Hot dog variation in Chile

The completo (Spanish for "complete", "total"; in the sense of "the works") is a hot dog variation eaten in Chile, usually served with ingredients such as chopped tomatoes, avocados, mayonnaise, sauerkraut, ketchup, mustard. It can be twice the size of an American hot dog.

==History==
===Origins===

The dish was first made in the 1920s in the fuentes de soda (soda fountains) of central Santiago. The completo was brought to Chile by Eduardo Bahamondes who had recently travelled to the United States on business. It was there that he first saw the "hot dog" which he decided to bring back to his home country. Once back in Chile, he then opened a restaurant in Santiago's historic centre called Quick Lunch Bahamondes in the Portal Fernandez Concha where he began to introduce the Chilean people to the hot dog. As people didn't like the original preparation, he added other ingredients such as tomato and avocado, which eventually became accepted by the public.

==Recipe==
===Ingredients===
Most completos contain some or all of the following ingredients:

- Avocado — Not to be confused with guacamole, traditionally only salt is added to the avocado puree before it is put on the completo.

**SET PROBLEM 1**
List each line of the entries below that contains the string "Target".

**Collected data**

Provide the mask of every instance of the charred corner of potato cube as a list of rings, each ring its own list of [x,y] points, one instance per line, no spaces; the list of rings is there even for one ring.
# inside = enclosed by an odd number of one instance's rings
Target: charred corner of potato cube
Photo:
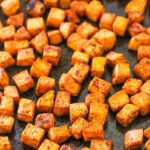
[[[82,51],[84,45],[87,43],[87,39],[83,38],[77,33],[73,33],[67,39],[67,46],[74,51]]]
[[[43,52],[43,60],[57,66],[61,56],[61,48],[52,45],[46,45]]]
[[[10,16],[7,20],[6,20],[6,24],[7,25],[14,25],[15,27],[19,28],[22,27],[24,23],[24,13],[19,13],[13,16]]]
[[[1,2],[1,8],[6,16],[11,16],[16,14],[20,10],[19,0],[4,0]]]
[[[55,79],[47,76],[41,76],[37,82],[36,95],[40,96],[49,90],[55,89]]]
[[[28,91],[34,86],[34,80],[31,78],[27,70],[14,75],[12,79],[22,93]]]
[[[135,67],[134,74],[136,77],[147,80],[150,77],[150,59],[143,58]]]
[[[38,112],[52,112],[54,107],[54,93],[54,90],[50,90],[38,99],[36,103]]]
[[[13,40],[16,33],[14,25],[6,26],[0,29],[0,41],[4,43],[8,40]]]
[[[91,93],[102,93],[105,96],[109,94],[111,84],[103,79],[94,77],[88,86],[88,91]]]
[[[126,63],[127,62],[124,54],[114,52],[114,51],[110,51],[106,55],[106,59],[107,59],[107,64],[109,64],[111,67],[115,67],[115,65],[118,63]]]
[[[0,67],[8,68],[15,64],[15,59],[5,51],[0,51]]]
[[[85,103],[70,104],[69,117],[71,124],[79,117],[85,118],[88,114],[88,108]]]
[[[91,65],[91,76],[101,78],[105,72],[106,57],[94,57]]]
[[[57,116],[64,116],[69,114],[69,107],[71,102],[71,94],[66,91],[58,91],[53,112]]]
[[[45,13],[46,6],[39,0],[30,0],[26,9],[29,15],[33,17],[40,17]]]
[[[32,35],[35,36],[41,31],[45,30],[45,23],[42,17],[36,18],[28,18],[27,19],[27,31]]]
[[[35,50],[42,54],[44,47],[48,44],[48,37],[45,31],[40,32],[31,40],[32,46]]]
[[[9,77],[4,68],[0,67],[0,90],[9,85]]]
[[[38,148],[38,150],[48,150],[48,149],[59,150],[60,146],[48,139],[45,139]]]
[[[100,1],[91,1],[86,7],[86,16],[93,22],[97,22],[105,12],[105,8]]]
[[[52,64],[42,60],[41,58],[37,58],[31,69],[30,75],[35,78],[40,78],[41,76],[48,76],[52,68]]]
[[[79,117],[69,128],[69,131],[71,135],[79,140],[82,138],[82,129],[88,124],[88,121],[86,121],[84,118]]]
[[[125,150],[138,149],[142,146],[143,129],[134,129],[127,131],[124,135]]]
[[[115,19],[116,19],[115,13],[103,13],[99,22],[100,29],[112,30]]]
[[[52,113],[42,113],[36,116],[35,125],[48,131],[55,126],[56,119]]]
[[[45,135],[44,129],[41,129],[37,126],[28,123],[26,128],[22,132],[21,142],[37,149],[44,135]]]
[[[47,17],[47,26],[59,28],[61,23],[65,21],[66,13],[60,8],[51,8]]]
[[[124,85],[122,86],[122,90],[124,90],[129,95],[135,95],[139,92],[142,84],[143,82],[140,79],[129,78],[125,81]]]
[[[11,116],[0,115],[0,134],[11,133],[15,119]]]
[[[49,42],[51,45],[58,45],[62,43],[63,39],[59,30],[51,30],[47,32]]]
[[[128,63],[118,63],[115,65],[112,73],[112,84],[122,84],[130,78],[130,66]]]
[[[116,44],[116,34],[107,29],[101,29],[93,38],[102,44],[104,51],[112,49]]]
[[[48,131],[48,138],[55,143],[63,143],[71,137],[67,125],[60,127],[51,127]]]

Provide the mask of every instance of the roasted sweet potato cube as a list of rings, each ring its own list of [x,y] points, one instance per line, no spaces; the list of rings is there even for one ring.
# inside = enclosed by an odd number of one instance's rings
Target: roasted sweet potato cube
[[[52,45],[46,45],[44,47],[43,60],[51,63],[54,66],[57,66],[59,63],[60,56],[61,56],[60,47]]]
[[[82,51],[87,39],[83,38],[77,33],[73,33],[67,39],[67,46],[74,51]]]
[[[33,17],[40,17],[45,13],[46,6],[39,0],[30,0],[26,9],[29,15]]]
[[[69,106],[71,102],[71,94],[65,91],[58,91],[53,112],[57,116],[69,114]]]
[[[102,44],[104,51],[112,49],[116,44],[116,34],[107,29],[101,29],[93,38]]]
[[[140,107],[140,113],[145,116],[150,113],[150,95],[144,92],[140,92],[130,98],[130,101]]]
[[[111,67],[114,67],[118,63],[126,63],[126,58],[124,54],[110,51],[106,55],[107,64],[109,64]]]
[[[103,13],[99,22],[100,29],[112,30],[115,19],[116,19],[115,13]]]
[[[15,64],[15,59],[8,53],[0,51],[0,67],[8,68]]]
[[[45,30],[44,19],[42,17],[28,18],[27,30],[32,36],[35,36],[41,31]]]
[[[7,25],[14,25],[17,28],[23,26],[23,23],[24,23],[24,13],[22,12],[17,15],[10,16],[6,20]]]
[[[125,81],[122,89],[129,95],[135,95],[139,92],[143,82],[140,79],[129,78]]]
[[[51,127],[48,131],[48,138],[55,143],[63,143],[71,137],[67,125]]]
[[[142,146],[143,129],[134,129],[127,131],[124,135],[125,150],[138,149]]]
[[[9,85],[4,88],[4,96],[11,97],[16,104],[19,103],[20,96],[16,86]]]
[[[103,79],[94,77],[88,86],[88,91],[91,93],[102,93],[105,96],[109,94],[111,90],[111,84]]]
[[[117,121],[127,127],[138,115],[140,108],[133,104],[125,105],[116,115]]]
[[[38,150],[59,150],[60,146],[48,139],[45,139]]]
[[[59,28],[61,23],[65,21],[65,11],[60,8],[51,8],[47,17],[47,26]]]
[[[11,133],[15,119],[11,116],[0,115],[0,134]]]
[[[21,5],[19,0],[4,0],[1,2],[1,8],[7,16],[16,14],[20,10],[20,7]]]
[[[36,116],[35,125],[48,131],[55,126],[56,119],[52,113],[43,113]]]
[[[63,41],[59,30],[48,31],[47,35],[51,45],[58,45]]]
[[[40,78],[41,76],[48,76],[52,68],[52,64],[49,64],[41,58],[37,58],[33,63],[30,74],[32,77]]]
[[[28,123],[22,132],[21,142],[37,149],[44,135],[45,131],[43,129]]]
[[[41,96],[37,103],[36,109],[39,112],[52,112],[54,107],[54,91],[50,90],[43,96]]]
[[[100,1],[91,1],[86,7],[86,16],[93,22],[97,22],[105,12],[105,8]]]
[[[44,47],[48,44],[48,37],[46,32],[42,31],[38,35],[36,35],[31,40],[31,44],[38,53],[42,54]]]

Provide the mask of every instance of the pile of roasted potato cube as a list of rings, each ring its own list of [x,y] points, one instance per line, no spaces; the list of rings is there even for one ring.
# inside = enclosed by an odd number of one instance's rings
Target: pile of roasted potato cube
[[[139,115],[150,113],[150,28],[140,24],[147,0],[131,0],[125,8],[127,18],[106,12],[96,0],[27,0],[26,3],[31,17],[27,18],[25,27],[21,2],[1,1],[7,20],[6,26],[0,22],[0,42],[4,46],[0,51],[0,134],[11,133],[15,106],[18,106],[18,120],[27,123],[20,137],[25,145],[38,150],[74,150],[63,144],[72,136],[91,142],[90,148],[82,150],[112,150],[112,140],[104,136],[109,108],[117,113],[116,120],[123,127]],[[49,13],[45,22],[46,10]],[[81,22],[81,17],[99,22],[99,29],[88,21]],[[46,31],[46,26],[52,30]],[[127,31],[131,36],[128,49],[137,51],[139,61],[134,67],[135,78],[131,78],[124,54],[112,50],[117,36],[124,37]],[[72,67],[60,75],[60,91],[55,96],[56,81],[49,74],[59,64],[63,53],[59,44],[63,41],[74,50]],[[42,58],[36,58],[35,53]],[[12,77],[16,86],[10,85],[6,71],[14,65],[30,67],[30,71],[22,70]],[[112,68],[112,84],[102,79],[106,65]],[[79,95],[89,74],[92,80],[85,102],[72,103],[72,96]],[[34,87],[35,78],[38,79],[35,94],[39,99],[35,102],[20,97],[20,92]],[[122,84],[122,90],[108,98],[111,86],[118,84]],[[70,127],[55,126],[55,116],[66,115]],[[145,149],[150,150],[150,127],[127,131],[125,150],[140,148],[144,136],[149,139]],[[11,150],[7,136],[0,136],[0,150]]]

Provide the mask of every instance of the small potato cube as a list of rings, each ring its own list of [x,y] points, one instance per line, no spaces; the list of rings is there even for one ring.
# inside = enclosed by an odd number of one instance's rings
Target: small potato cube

**SET PROBLEM 2**
Reproduce the text on the Chilean completo in full, word for word.

**FULL RESPONSE 1**
Target: charred corner of potato cube
Target: roasted sweet potato cube
Target: pile of roasted potato cube
Target: small potato cube

**FULL RESPONSE 2**
Hot dog variation in Chile

The completo (Spanish for "complete", "total"; in the sense of "the works") is a hot dog variation eaten in Chile, usually served with ingredients such as chopped tomatoes, avocados, mayonnaise, sauerkraut, ketchup, mustard. It can be twice the size of an American hot dog.

==History==
===Origins===

The dish was first made in the 1920s in the fuentes de soda (soda fountains) of central Santiago. The completo was brought to Chile by Eduardo Bahamondes who had recently travelled to the United States on business. It was there that he first saw the "hot dog" which he decided to bring back to his home country. Once back in Chile, he then opened a restaurant in Santiago's historic centre called Quick Lunch Bahamondes in the Portal Fernandez Concha where he began to introduce the Chilean people to the hot dog. As people didn't like the original preparation, he added other ingredients such as tomato and avocado, which eventually became accepted by the public.

==Recipe==
===Ingredients===
Most completos contain some or all of the following ingredients:

- Avocado — Not to be confused with guacamole, traditionally only salt is added to the avocado puree before it is put on the completo.